What needs to be done
Count how many lines of the records below contain the string "firefighter", matching case exactly. Reply with the number alone.

(Excerpts from location labeling data)
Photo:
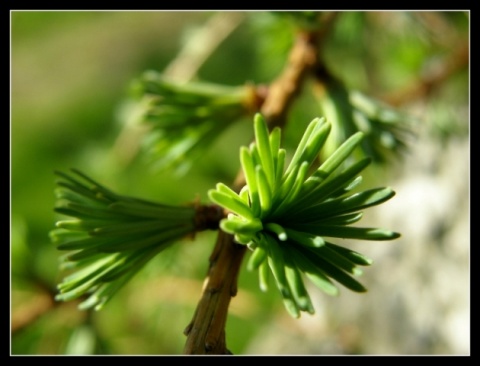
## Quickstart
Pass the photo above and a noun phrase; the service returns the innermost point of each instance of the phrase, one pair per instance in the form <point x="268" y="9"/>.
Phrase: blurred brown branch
<point x="430" y="81"/>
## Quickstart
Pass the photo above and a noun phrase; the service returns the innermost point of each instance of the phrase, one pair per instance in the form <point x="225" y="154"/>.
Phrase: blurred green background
<point x="70" y="77"/>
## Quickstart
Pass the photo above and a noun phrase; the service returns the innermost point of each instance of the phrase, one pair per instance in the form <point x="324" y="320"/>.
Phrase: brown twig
<point x="425" y="84"/>
<point x="206" y="332"/>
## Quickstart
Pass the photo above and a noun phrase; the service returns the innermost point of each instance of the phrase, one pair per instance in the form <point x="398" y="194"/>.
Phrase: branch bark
<point x="206" y="332"/>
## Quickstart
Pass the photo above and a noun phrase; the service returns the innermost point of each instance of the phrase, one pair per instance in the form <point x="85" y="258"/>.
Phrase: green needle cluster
<point x="185" y="118"/>
<point x="386" y="131"/>
<point x="110" y="238"/>
<point x="286" y="215"/>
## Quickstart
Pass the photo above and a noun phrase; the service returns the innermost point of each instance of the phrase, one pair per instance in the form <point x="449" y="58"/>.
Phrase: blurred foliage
<point x="69" y="75"/>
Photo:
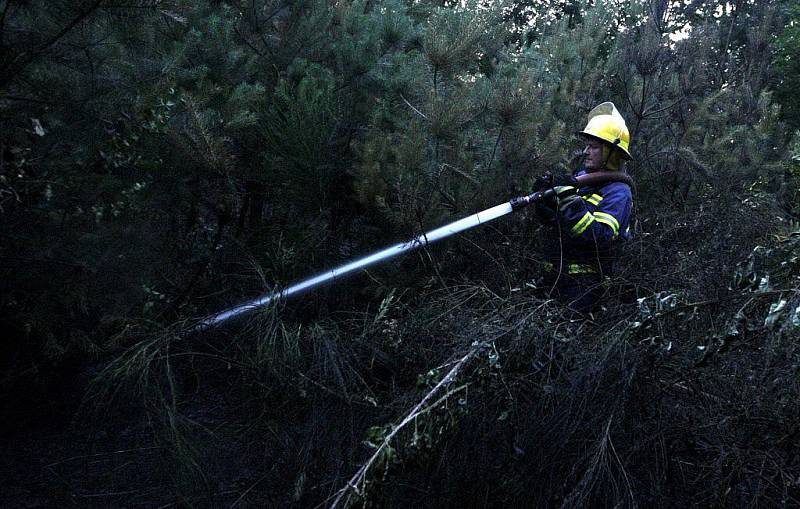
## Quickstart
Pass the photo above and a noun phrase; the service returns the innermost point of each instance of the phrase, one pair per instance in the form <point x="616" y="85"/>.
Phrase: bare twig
<point x="421" y="407"/>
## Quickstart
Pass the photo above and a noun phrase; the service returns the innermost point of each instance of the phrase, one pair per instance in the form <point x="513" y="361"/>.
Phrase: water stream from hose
<point x="360" y="264"/>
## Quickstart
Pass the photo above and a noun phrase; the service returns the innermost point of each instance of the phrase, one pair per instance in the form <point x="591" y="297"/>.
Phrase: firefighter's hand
<point x="547" y="180"/>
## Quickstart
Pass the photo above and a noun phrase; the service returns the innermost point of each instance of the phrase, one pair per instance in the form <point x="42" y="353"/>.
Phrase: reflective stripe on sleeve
<point x="584" y="223"/>
<point x="594" y="199"/>
<point x="609" y="220"/>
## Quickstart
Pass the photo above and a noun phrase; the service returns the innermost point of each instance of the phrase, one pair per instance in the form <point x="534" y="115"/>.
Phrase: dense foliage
<point x="163" y="159"/>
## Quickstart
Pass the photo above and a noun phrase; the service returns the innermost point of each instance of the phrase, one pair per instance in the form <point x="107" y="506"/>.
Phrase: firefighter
<point x="585" y="223"/>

The reply
2